(Provided passage):
- Janet McDonald in Paris in 2006
- Born: August 10, 1953 Brooklyn, U.S.
- Died: April 11, 2007 (aged 53) Paris, France
- Occupation: Attorney, Author
- Education: Vassar College (AB) Columbia University (MS) New York University (JD)
- Genre: Young adult fiction, Memoir

= Janet McDonald =

American novelist (1953–2007)

Janet McDonald (August 10, 1953 – April 11, 2007) was an American writer of young adult novels as well as the author of Project Girl, a memoir about her early life in Brooklyn's Farragut Houses and struggle to achieve an Ivy League education. Her best known children's book is Spellbound, which tells the story of a teenaged mother who wins a spelling competition and a college scholarship. The book was named as one of the American Library Association's eighty-four Best Books for Young Adults in 2002. In 2003, her novel Chill Wind won her the John Steptoe Award for New Talent.

In addition to books, McDonald also wrote articles for publications such as Slate, including one in which she paid psychic Sylvia Browne $700 for a telephone reading. McDonald was a member of Mensa, the high IQ society.

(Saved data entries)
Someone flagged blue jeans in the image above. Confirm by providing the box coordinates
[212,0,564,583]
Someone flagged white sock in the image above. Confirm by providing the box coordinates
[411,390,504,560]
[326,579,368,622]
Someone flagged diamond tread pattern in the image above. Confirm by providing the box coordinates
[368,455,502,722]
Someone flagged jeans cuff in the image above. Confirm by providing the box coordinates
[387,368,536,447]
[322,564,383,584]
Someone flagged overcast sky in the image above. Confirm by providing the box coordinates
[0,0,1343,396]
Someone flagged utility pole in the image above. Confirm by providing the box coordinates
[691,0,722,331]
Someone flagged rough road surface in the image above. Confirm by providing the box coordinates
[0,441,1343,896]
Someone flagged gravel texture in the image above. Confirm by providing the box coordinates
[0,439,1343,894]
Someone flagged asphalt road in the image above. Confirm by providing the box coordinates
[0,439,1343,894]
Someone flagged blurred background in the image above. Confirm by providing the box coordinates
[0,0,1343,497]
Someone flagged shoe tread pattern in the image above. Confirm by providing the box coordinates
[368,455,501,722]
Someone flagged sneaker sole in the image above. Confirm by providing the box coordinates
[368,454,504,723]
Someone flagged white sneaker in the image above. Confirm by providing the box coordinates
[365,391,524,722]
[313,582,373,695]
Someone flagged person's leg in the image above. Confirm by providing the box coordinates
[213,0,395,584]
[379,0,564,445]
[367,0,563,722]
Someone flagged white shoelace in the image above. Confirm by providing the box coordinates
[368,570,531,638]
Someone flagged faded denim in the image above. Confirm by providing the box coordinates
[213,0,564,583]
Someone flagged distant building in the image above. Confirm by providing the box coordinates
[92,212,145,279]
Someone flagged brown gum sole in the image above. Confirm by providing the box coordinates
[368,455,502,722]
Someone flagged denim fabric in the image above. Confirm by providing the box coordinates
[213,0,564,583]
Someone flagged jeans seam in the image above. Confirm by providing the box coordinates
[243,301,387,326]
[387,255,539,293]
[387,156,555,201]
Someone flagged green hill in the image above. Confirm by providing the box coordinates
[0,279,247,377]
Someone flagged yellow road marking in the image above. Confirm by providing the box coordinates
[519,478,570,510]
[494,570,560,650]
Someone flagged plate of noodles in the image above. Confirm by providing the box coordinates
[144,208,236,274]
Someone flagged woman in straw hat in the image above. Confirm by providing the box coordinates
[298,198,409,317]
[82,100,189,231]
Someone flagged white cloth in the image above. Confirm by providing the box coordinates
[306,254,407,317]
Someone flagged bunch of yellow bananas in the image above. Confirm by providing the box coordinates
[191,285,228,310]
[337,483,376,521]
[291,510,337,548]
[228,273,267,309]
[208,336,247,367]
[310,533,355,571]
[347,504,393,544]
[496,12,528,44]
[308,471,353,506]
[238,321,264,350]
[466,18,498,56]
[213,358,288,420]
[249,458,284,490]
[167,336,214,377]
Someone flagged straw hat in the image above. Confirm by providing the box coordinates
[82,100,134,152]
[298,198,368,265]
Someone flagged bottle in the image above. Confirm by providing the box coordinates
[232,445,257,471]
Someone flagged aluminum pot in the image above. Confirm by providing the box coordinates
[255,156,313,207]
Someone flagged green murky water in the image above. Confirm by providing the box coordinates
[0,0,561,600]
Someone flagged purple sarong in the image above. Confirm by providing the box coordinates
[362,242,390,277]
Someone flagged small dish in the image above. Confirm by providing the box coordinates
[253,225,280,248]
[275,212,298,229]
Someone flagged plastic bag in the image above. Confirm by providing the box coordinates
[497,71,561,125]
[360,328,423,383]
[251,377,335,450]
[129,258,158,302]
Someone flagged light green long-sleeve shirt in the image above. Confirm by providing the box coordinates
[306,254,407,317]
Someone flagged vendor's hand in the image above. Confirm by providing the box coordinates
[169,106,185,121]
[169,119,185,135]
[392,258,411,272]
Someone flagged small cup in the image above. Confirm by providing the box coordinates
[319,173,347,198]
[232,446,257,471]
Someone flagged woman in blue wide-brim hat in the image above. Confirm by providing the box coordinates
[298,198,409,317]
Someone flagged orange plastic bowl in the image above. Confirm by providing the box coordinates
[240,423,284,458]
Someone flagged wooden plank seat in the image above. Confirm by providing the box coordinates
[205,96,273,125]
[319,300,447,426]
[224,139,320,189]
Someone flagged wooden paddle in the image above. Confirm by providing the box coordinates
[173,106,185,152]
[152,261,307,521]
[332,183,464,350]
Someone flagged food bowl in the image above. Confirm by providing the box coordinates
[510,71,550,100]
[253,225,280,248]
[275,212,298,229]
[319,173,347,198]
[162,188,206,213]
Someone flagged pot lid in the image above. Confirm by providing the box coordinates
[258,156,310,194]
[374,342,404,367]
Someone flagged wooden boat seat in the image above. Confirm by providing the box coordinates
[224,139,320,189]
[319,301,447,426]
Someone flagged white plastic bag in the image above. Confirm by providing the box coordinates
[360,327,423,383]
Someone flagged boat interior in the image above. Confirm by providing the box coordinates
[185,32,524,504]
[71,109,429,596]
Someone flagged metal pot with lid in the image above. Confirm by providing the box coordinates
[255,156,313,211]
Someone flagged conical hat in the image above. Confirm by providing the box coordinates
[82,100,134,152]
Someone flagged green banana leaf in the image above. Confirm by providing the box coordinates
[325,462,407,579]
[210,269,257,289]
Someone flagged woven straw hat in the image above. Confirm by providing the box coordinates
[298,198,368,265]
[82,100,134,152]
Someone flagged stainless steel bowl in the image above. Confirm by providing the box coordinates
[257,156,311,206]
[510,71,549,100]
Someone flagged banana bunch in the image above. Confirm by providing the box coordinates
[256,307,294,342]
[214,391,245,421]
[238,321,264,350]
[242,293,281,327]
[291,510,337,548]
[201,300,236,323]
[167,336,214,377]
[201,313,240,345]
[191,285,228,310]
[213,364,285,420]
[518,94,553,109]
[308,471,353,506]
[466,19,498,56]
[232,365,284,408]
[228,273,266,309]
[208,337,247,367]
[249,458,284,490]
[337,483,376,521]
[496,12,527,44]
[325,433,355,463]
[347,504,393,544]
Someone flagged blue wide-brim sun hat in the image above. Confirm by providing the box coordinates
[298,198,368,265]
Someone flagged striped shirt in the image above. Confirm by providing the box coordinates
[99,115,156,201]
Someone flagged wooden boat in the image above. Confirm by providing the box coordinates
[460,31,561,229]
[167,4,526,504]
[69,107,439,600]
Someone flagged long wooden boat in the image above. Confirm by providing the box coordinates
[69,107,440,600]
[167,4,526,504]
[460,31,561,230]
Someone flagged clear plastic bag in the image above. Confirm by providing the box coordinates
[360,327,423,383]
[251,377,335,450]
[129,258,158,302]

(Task):
Pick up the Janet McDonald article after its last sentence and keep writing it.

(The answer):
==Biography==
After graduating from Vassar (1977), Columbia University Graduate School of Journalism (1984), and New York University Law School (1986), McDonald practiced law in New York City (1986–89) and Seattle (1989–91). She took a position as an intern at a Paris law firm (1991–93) before moving to Olympia, Washington, to work in the Attorney General's office and teach French language classes at Evergreen State College. McDonald settled in Paris in 1995 to work first as an international attorney and then as a writer, until she died of cancer in 2007.

==Bibliography==

===Books===
- McDonald, Janet (1999). "Project Girl"
- McDonald, Janet (2003). "Spellbound"
- McDonald, Janet (2003). "Twists and Turns"
- McDonald, Janet (2004). "Brother Hood"
- McDonald, Janet (2006). "Chill Wind"
- McDonald, Janet (2006). "Harlem Hustle"
- McDonald, Janet (2007). "Off-Color"
- Bradman, Tony (Editor) (2004). "Skin Deep (Anthology) "Zebra Girl""
- Rowlands, Penelope (Editor) (2011). "Paris Was Ours (Anthology) "Just Another American""

===Articles===
- "Up the Down Staircase: Where Snoop and Shakespeare Meet" (2005)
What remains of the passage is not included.